[[ Data to use open ]]

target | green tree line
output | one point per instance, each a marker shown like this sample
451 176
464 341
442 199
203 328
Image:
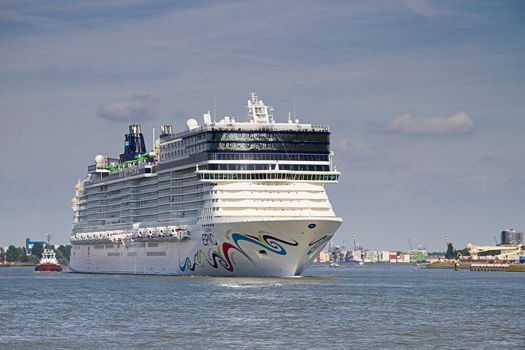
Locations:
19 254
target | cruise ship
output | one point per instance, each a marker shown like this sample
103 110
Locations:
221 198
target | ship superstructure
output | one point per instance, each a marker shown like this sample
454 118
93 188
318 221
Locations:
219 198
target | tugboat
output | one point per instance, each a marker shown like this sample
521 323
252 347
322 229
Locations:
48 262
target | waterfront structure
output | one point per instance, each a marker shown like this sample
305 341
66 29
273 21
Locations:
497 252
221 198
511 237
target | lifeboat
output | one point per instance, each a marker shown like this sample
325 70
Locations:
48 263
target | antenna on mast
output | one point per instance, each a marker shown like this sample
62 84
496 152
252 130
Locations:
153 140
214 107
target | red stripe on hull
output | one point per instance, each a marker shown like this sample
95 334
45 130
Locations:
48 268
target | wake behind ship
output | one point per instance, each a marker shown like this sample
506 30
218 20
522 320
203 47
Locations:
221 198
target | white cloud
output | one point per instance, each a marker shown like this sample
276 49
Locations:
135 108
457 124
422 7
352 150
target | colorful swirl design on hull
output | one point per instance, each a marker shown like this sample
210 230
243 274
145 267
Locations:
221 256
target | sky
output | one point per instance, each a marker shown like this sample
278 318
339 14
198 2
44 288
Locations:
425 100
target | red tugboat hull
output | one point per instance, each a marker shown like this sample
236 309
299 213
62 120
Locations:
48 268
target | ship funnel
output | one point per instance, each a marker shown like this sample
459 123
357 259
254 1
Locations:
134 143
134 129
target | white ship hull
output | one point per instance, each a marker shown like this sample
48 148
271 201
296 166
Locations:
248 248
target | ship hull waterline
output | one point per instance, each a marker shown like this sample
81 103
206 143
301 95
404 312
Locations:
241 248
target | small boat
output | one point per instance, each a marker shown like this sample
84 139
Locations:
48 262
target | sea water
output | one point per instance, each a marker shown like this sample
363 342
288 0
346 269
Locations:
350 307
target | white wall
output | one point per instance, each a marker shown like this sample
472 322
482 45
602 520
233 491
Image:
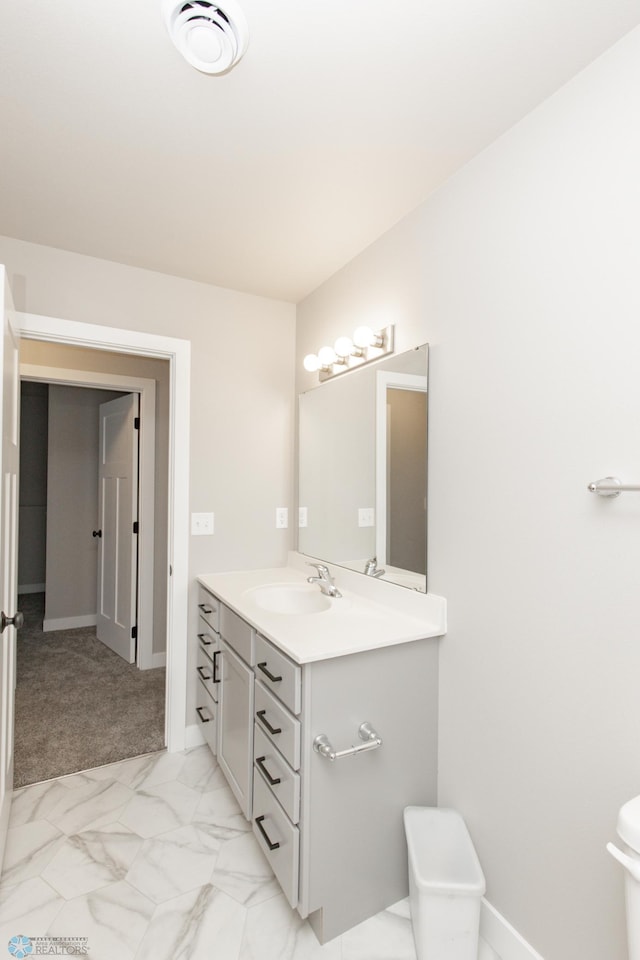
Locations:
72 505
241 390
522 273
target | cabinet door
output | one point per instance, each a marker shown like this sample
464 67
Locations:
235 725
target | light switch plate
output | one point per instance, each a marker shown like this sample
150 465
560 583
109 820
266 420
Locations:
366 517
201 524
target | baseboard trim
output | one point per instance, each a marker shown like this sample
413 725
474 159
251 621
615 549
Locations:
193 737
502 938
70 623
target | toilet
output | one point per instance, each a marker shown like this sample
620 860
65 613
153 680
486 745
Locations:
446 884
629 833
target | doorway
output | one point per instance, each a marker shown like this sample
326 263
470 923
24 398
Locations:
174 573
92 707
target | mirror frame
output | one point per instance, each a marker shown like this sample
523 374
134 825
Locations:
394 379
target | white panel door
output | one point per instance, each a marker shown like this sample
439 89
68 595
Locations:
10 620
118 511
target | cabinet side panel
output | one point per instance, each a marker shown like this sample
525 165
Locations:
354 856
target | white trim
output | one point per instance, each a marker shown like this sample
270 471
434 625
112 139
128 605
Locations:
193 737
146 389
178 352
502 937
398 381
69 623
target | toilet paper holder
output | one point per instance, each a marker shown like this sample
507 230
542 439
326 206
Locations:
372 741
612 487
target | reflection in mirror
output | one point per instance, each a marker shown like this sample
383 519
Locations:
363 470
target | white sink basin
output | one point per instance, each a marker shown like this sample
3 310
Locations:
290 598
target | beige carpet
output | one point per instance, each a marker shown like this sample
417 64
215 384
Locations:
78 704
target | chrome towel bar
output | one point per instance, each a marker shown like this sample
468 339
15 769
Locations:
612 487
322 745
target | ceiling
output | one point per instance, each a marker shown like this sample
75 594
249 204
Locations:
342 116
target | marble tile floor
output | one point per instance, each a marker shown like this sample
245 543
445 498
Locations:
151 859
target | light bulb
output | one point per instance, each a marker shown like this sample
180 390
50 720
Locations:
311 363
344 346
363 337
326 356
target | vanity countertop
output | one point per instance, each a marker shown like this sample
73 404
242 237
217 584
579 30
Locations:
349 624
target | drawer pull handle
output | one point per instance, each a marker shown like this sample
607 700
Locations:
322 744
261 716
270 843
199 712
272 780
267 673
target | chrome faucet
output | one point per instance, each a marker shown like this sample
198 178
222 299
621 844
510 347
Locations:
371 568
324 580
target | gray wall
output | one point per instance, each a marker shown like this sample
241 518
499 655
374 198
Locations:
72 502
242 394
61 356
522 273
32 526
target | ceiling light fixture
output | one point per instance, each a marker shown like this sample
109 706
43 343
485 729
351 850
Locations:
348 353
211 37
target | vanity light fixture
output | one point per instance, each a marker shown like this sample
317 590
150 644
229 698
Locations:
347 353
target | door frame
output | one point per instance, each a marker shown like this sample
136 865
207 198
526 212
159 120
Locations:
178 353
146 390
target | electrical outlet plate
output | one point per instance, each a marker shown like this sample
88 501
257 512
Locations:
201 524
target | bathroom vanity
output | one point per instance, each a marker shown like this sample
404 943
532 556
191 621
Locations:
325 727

[[ Data to use closed ]]

Aim of the exercise:
Return the complete data unchanged and include none of the pictures.

Answer:
target | green tree line
output | one point per instance, each a marker shown like this sample
451 176
464 341
442 199
203 328
Image:
Locations:
19 254
target | cruise ship
output | one point per instance, each a marker shown like this sample
103 110
Locations:
221 198
target | ship superstructure
output | one point per instance, each a marker shown like this sample
454 118
93 188
318 221
Locations:
219 198
target | tugboat
output | one point per instance, each a marker shown like this sample
521 323
252 347
322 229
Locations:
48 262
target | waterfront structure
output | one point per instance, each a marker shown like this sample
305 341
66 29
273 21
Locations:
497 252
221 198
511 237
target | lifeboat
output | one point per instance, each a marker shown like this sample
325 70
Locations:
48 263
target | antenna on mast
output | one point per instance, each a marker shown like this sample
62 84
496 152
252 130
Locations:
153 140
214 107
target | red stripe on hull
output | one point per instance, each a marker shown like this sample
95 334
45 130
Locations:
48 268
target | wake behind ship
output | one point per instance, each a marker shown like this sample
506 30
218 20
522 320
203 47
Locations:
221 198
target | white cloud
output | one point per instance, each a marker shown like this sample
276 49
Locations:
135 108
457 124
422 7
352 150
target | colorful swirl design on hull
output | one point per instance, each a marker shown like this sample
210 230
243 274
145 267
Locations:
221 256
target | sky
output | one point per instance, each a marker shown like this sample
278 318
339 14
198 2
44 288
Locations:
425 100
target | red tugboat hull
output | one point per instance, each a marker shown like this sample
236 309
299 213
62 120
Locations:
48 268
target | ship funnel
output | one point per instance, each a marker shown like this sample
459 123
357 259
254 1
Locations:
134 143
134 129
target | white ship hull
output | one point per instance, each a marker shown like this sample
48 148
271 201
296 166
Locations:
248 248
target | ship hull waterline
output | one point per instance, each a marker shown like this sample
81 103
206 143
301 95
404 312
Locations:
241 248
target | small boat
output | one point per instance, each a marker shown like this sample
84 139
Locations:
48 262
target | sea water
output | one point per instance, each a marker shown like this sample
363 342
288 0
346 269
Locations:
350 307
target | white wall
output | one point per instance, each a marker shown like this sample
472 322
482 45
602 520
233 491
Image:
Locations:
72 505
241 390
522 273
target | cabinet door
output | one point per instance, each a marker shown like this sample
464 67
Locations:
235 725
target | light switch plate
output | one point per instance, each a marker shown like this sample
150 465
560 583
109 820
266 420
Locations:
366 517
201 524
target | baseboard trim
output | one point per instance, each a marker shown like this sample
413 725
474 159
251 621
615 549
Locations:
193 737
502 938
70 623
target | toilet
output | one point per instance, each a marker shown like this sample
620 860
65 613
153 680
486 745
Locations:
446 884
629 833
target | doorway
output | one point per instance, each a marker shown like this sample
326 263
470 923
24 398
Locations:
174 573
92 707
target | mirror frame
output | one point per instance, each a marker shown like this sample
523 374
134 825
Locations:
394 379
target | white panel door
output | one point per instance, each a marker shown like this sample
439 89
68 595
Locations:
10 620
118 511
target | cabinet side panel
output | one point per instance, each a marker shown like this sample
525 165
Locations:
354 856
target | white trim
output | one point per instance, each a marker shown like this sample
270 471
434 625
112 139
128 605
Locations:
193 737
146 389
178 352
502 937
398 381
69 623
target | toilet paper holder
output | one point per instance, each a marker shown like this sample
507 230
542 439
326 206
Locations:
372 741
612 487
target | reflection in mirror
output | one point per instance, each a marker shown like this sample
383 519
Locations:
363 470
target | white sink basin
output | one point per instance, each a marker shown like this sample
3 310
Locations:
290 598
target | beige carpet
output | one point per instance, each a marker shown like this sample
417 64
215 384
Locations:
78 704
target | chrome towel bar
output | one point per instance, each a marker shown like this sample
468 339
15 769
Locations:
612 487
322 745
target | ceiling
output | one point per instance, each a marker shown like this sample
75 594
249 204
Locations:
342 116
target | marble tile floor
output | one point per instance, each a marker shown like this sample
245 543
445 498
Locations:
151 859
target | light bulb
output | one point per instance, each a marker shown like this sample
180 390
50 720
Locations:
311 363
344 346
363 337
326 356
target | vanity countertop
output | one point per instance, each a marker shown like this sample
73 404
242 237
217 584
579 30
Locations:
349 624
target | drawer pull handle
output | one point per instance, each a marker shown like this sample
607 700
Locations:
322 744
261 716
270 843
199 712
272 780
267 673
target | chrome faucet
output | one point per instance, each a marker shown like this sample
198 178
222 299
621 844
510 347
Locations:
371 568
324 580
target | gray wall
output | one point per instance, each a marker shown like this sample
241 518
499 655
374 198
Locations:
72 502
242 394
61 356
522 273
32 526
target | ceiling light fixture
output | one point per instance, each a marker shown like this sample
109 706
43 343
485 729
351 850
Locations:
348 353
211 37
target | vanity light fixture
output | one point per instance, each a marker shown like this sample
317 590
150 644
229 698
Locations:
347 353
target | door frame
output | one point per instance, each a marker shown like this sample
136 865
207 198
526 212
159 120
Locations:
178 353
146 390
target | electrical outlet plate
output | one point per instance, each a marker shown like this sample
88 501
257 512
Locations:
201 524
target | bathroom vanity
output | one point per instance, each a marker shown like this sample
404 943
532 556
191 621
Locations:
325 727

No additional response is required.